▶ Exercise description
Each entry needs to be restated exactly as written.

▶ Data in this exercise
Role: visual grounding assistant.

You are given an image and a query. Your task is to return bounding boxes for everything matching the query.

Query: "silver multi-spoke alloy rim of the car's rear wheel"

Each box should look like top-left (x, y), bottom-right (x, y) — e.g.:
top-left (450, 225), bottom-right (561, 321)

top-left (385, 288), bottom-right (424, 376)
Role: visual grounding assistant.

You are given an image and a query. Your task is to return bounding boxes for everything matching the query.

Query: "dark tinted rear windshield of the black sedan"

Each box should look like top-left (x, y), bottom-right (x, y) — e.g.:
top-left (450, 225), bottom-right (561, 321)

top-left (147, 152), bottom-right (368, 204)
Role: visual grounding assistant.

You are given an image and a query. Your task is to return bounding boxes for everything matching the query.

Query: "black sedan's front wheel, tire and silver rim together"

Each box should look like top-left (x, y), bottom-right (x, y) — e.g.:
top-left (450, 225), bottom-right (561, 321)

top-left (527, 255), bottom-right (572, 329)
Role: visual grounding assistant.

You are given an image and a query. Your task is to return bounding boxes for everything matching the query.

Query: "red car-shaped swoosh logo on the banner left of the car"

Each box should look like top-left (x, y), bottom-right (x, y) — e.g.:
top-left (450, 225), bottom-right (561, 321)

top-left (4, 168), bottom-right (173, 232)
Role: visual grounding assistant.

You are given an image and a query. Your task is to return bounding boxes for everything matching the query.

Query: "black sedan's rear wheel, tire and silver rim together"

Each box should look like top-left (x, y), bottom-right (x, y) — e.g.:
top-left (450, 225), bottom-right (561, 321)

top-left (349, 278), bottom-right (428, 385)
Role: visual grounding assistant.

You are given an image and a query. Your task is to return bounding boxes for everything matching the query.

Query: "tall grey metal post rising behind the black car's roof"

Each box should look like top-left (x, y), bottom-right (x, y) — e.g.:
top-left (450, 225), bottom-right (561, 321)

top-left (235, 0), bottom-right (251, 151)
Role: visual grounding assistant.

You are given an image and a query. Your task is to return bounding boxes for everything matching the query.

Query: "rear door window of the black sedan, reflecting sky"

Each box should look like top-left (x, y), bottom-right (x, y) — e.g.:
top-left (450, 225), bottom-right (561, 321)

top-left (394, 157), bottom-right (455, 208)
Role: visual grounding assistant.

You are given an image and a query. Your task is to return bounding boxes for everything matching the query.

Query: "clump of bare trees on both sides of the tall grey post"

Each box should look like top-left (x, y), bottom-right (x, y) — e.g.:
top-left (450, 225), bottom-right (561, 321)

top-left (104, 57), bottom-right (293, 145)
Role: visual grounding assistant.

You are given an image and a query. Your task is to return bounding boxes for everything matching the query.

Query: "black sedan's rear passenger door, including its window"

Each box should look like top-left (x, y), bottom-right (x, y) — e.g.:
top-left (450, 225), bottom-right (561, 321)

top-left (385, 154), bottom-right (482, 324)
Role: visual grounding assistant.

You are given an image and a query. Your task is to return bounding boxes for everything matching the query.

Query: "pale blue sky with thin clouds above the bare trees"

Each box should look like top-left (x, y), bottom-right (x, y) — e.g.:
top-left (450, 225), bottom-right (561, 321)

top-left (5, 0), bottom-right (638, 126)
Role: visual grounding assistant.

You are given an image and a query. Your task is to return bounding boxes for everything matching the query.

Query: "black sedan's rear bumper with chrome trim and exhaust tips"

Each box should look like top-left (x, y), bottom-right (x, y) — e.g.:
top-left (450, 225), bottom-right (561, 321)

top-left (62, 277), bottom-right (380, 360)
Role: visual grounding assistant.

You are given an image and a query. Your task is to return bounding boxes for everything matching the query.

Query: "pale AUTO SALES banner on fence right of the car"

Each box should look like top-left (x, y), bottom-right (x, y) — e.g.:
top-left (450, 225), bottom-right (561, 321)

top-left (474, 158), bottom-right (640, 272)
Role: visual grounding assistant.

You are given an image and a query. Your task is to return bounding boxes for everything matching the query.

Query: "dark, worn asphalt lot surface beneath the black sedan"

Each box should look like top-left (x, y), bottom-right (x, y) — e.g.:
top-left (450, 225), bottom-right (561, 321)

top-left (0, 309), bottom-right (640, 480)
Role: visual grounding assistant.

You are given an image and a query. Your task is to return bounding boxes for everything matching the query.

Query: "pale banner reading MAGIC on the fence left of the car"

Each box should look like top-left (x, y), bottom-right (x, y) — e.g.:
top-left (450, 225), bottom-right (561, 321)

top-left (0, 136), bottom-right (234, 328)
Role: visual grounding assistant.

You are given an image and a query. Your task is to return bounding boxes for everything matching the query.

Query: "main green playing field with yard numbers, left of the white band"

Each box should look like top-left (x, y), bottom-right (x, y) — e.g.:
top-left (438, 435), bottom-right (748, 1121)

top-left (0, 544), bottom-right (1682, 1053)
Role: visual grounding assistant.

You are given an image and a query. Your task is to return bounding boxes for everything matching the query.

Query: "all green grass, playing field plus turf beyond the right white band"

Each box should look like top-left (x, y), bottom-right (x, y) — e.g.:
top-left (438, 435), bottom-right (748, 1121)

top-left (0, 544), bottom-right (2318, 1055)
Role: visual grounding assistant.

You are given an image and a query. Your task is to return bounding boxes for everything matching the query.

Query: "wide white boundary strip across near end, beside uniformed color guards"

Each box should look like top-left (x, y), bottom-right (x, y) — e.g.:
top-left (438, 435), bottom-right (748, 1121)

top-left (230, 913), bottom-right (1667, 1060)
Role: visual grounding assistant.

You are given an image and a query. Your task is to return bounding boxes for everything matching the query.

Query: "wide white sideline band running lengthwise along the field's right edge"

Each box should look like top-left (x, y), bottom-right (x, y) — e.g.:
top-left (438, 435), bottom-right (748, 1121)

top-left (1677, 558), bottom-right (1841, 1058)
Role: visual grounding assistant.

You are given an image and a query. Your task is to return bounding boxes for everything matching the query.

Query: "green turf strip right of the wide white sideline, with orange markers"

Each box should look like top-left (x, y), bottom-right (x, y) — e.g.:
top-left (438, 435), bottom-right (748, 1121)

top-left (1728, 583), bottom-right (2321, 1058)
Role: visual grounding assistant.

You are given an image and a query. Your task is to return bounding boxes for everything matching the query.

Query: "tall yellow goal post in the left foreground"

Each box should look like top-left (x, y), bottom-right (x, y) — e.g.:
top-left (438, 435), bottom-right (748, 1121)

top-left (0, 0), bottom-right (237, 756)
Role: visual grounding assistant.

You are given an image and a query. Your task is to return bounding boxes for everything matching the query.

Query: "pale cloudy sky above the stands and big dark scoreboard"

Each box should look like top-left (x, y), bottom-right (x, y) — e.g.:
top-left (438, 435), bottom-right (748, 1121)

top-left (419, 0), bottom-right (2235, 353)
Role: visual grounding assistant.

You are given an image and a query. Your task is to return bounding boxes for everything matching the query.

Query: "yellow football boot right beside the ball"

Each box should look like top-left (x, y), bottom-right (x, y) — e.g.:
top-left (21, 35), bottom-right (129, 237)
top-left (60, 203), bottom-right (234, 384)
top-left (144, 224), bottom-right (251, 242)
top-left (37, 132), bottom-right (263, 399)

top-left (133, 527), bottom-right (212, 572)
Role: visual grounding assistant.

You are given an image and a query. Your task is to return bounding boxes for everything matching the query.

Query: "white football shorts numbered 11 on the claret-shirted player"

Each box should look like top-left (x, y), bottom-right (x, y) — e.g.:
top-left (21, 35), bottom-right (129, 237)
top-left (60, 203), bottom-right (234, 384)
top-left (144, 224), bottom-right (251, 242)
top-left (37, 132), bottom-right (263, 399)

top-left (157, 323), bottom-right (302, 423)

▶ Task answer
Role: visual grounding assistant.

You are given an image and a query. Your task is to return bounding boxes for everything matching the query.

Query: "silver multi-spoke alloy rim of the car's rear wheel"

Each box should look like top-left (x, y), bottom-right (x, y) — e.g.:
top-left (450, 225), bottom-right (561, 321)

top-left (385, 288), bottom-right (424, 376)
Role: visual grounding assistant.

You are given an image and a query. Your task is to return bounding boxes for everything matching the query.

Query: "dark tinted rear windshield of the black sedan"

Each box should look like top-left (x, y), bottom-right (x, y) — e.g.:
top-left (450, 225), bottom-right (561, 321)

top-left (147, 152), bottom-right (368, 204)
Role: visual grounding assistant.

You are given an image and a query. Your task is to return bounding boxes for everything matching the query.

Query: "black sedan's front wheel, tire and silver rim together"

Each box should look like top-left (x, y), bottom-right (x, y) — e.g.:
top-left (450, 225), bottom-right (561, 321)

top-left (527, 255), bottom-right (572, 329)
Role: visual grounding assistant.

You are given an image and a query. Your task is to return bounding boxes for everything matching the query.

Query: "red car-shaped swoosh logo on the banner left of the car"

Each box should look like top-left (x, y), bottom-right (x, y) — e.g.:
top-left (450, 225), bottom-right (561, 321)

top-left (4, 168), bottom-right (173, 232)
Role: visual grounding assistant.

You are given an image and a query. Your task is to return bounding boxes for everything matching the query.

Query: "black sedan's rear wheel, tire and silver rim together"

Each box should look like top-left (x, y), bottom-right (x, y) — e.g.:
top-left (450, 225), bottom-right (561, 321)

top-left (349, 278), bottom-right (428, 385)
Role: visual grounding assistant.

You are given an image and a query. Your task is to return bounding boxes for everything matching the query.

Query: "tall grey metal post rising behind the black car's roof"

Each box should look like top-left (x, y), bottom-right (x, y) — e.g.:
top-left (450, 225), bottom-right (561, 321)

top-left (235, 0), bottom-right (251, 151)
Role: visual grounding assistant.

You are given an image and a query. Your task is to return bounding boxes for everything matching the query.

Query: "rear door window of the black sedan, reflecting sky"

Each box should look like top-left (x, y), bottom-right (x, y) — e.g.:
top-left (450, 225), bottom-right (561, 321)

top-left (394, 157), bottom-right (455, 208)
Role: visual grounding assistant.

You are given an image and a query. Your task is to return bounding boxes for everything matching the query.

Query: "clump of bare trees on both sides of the tall grey post"

Each box should look like top-left (x, y), bottom-right (x, y) — e.g.:
top-left (450, 225), bottom-right (561, 321)

top-left (104, 57), bottom-right (293, 145)
Role: visual grounding assistant.

You are given an image and a query. Your task is to return bounding boxes for everything matching the query.

Query: "black sedan's rear passenger door, including its window"

Each box should look like top-left (x, y), bottom-right (x, y) — e.g.:
top-left (450, 225), bottom-right (561, 321)

top-left (385, 154), bottom-right (482, 324)
Role: visual grounding assistant.

You are given an image and a query. Your task is to return bounding boxes for everything matching the query.

Query: "pale blue sky with thin clouds above the bare trees"

Each box should look like top-left (x, y), bottom-right (x, y) — e.g.:
top-left (450, 225), bottom-right (561, 321)

top-left (5, 0), bottom-right (638, 126)
Role: visual grounding assistant.

You are given an image and a query. Your task is to return bounding boxes for everything matching the query.

Query: "black sedan's rear bumper with chrome trim and exhaust tips"

Each box should look like top-left (x, y), bottom-right (x, y) — e.g.:
top-left (450, 225), bottom-right (561, 321)

top-left (62, 277), bottom-right (380, 360)
Role: visual grounding assistant.

You are given an image and a query. Your task is to return bounding boxes for everything matching the query.

Query: "pale AUTO SALES banner on fence right of the car"

Each box should look like top-left (x, y), bottom-right (x, y) — e.g.:
top-left (450, 225), bottom-right (561, 321)

top-left (474, 158), bottom-right (640, 272)
Role: visual grounding assistant.

You are given an image and a query. Your task is to return bounding boxes for everything matching the query.

Query: "dark, worn asphalt lot surface beneath the black sedan"

Each box should look like top-left (x, y), bottom-right (x, y) — e.g.:
top-left (450, 225), bottom-right (561, 321)

top-left (0, 309), bottom-right (640, 480)
Role: visual grounding assistant.

You are given an image and a query. Your task is to return bounding boxes for everything matching the query.

Query: "pale banner reading MAGIC on the fence left of the car"

Each box should look like top-left (x, y), bottom-right (x, y) — e.g.:
top-left (450, 225), bottom-right (561, 321)

top-left (0, 136), bottom-right (234, 328)
Role: visual grounding assistant.

You are given an image and a query. Your task is to return bounding boxes for everything matching the query.

Query: "main green playing field with yard numbers, left of the white band"

Each box should look like top-left (x, y), bottom-right (x, y) — e.g.:
top-left (438, 435), bottom-right (748, 1121)

top-left (0, 544), bottom-right (1682, 1053)
Role: visual grounding assistant.

You are given an image and a query. Your task is to return bounding boxes for everything matching the query.

Query: "all green grass, playing field plus turf beyond the right white band"

Each box should look like top-left (x, y), bottom-right (x, y) — e.g.:
top-left (438, 435), bottom-right (748, 1121)

top-left (0, 544), bottom-right (2318, 1055)
Role: visual grounding assistant.

You are given an image and a query. Your task is to return bounding boxes for everything matching the query.

Query: "wide white boundary strip across near end, beside uniformed color guards"

Each box should look like top-left (x, y), bottom-right (x, y) — e.g.:
top-left (438, 435), bottom-right (748, 1121)

top-left (230, 913), bottom-right (1667, 1060)
Role: visual grounding assistant.

You are given an image and a query. Your task is to return bounding boxes for everything matching the query.

Query: "wide white sideline band running lengthwise along the field's right edge"

Each box should look like top-left (x, y), bottom-right (x, y) — e.g.:
top-left (438, 435), bottom-right (748, 1121)

top-left (1677, 558), bottom-right (1841, 1058)
Role: visual grounding assistant.

You are given an image and a query. Your task is to return bounding boxes for everything matching the query.

Query: "green turf strip right of the wide white sideline, with orange markers"

Each box should look like top-left (x, y), bottom-right (x, y) — e.g.:
top-left (438, 435), bottom-right (748, 1121)

top-left (1728, 583), bottom-right (2321, 1058)
Role: visual grounding assistant.

You are given an image and a query. Your task is to return bounding boxes for everything matching the query.

Query: "tall yellow goal post in the left foreground"

Each box should look like top-left (x, y), bottom-right (x, y) — e.g.:
top-left (438, 435), bottom-right (748, 1121)

top-left (0, 0), bottom-right (237, 756)
Role: visual grounding assistant.

You are given an image and a query. Your task is to return bounding boxes for everything matching the query.

Query: "pale cloudy sky above the stands and big dark scoreboard"

Each box should look like top-left (x, y), bottom-right (x, y) — e.g.:
top-left (438, 435), bottom-right (748, 1121)

top-left (419, 0), bottom-right (2235, 353)
Role: visual grounding assistant.

You are given an image and a query. Your task is to return bounding boxes for everything matching the query.

Query: "yellow football boot right beside the ball"

Each box should look like top-left (x, y), bottom-right (x, y) — e.g.:
top-left (21, 35), bottom-right (129, 237)
top-left (60, 203), bottom-right (234, 384)
top-left (144, 224), bottom-right (251, 242)
top-left (37, 132), bottom-right (263, 399)

top-left (133, 527), bottom-right (212, 572)
Role: visual grounding assistant.

You are given an image and a query. Your task is to return bounding boxes for everything matching the query.

Query: "white football shorts numbered 11 on the claret-shirted player"

Each box should look like top-left (x, y), bottom-right (x, y) — e.g.:
top-left (21, 35), bottom-right (129, 237)
top-left (60, 203), bottom-right (234, 384)
top-left (144, 224), bottom-right (251, 242)
top-left (37, 132), bottom-right (263, 399)

top-left (157, 323), bottom-right (302, 423)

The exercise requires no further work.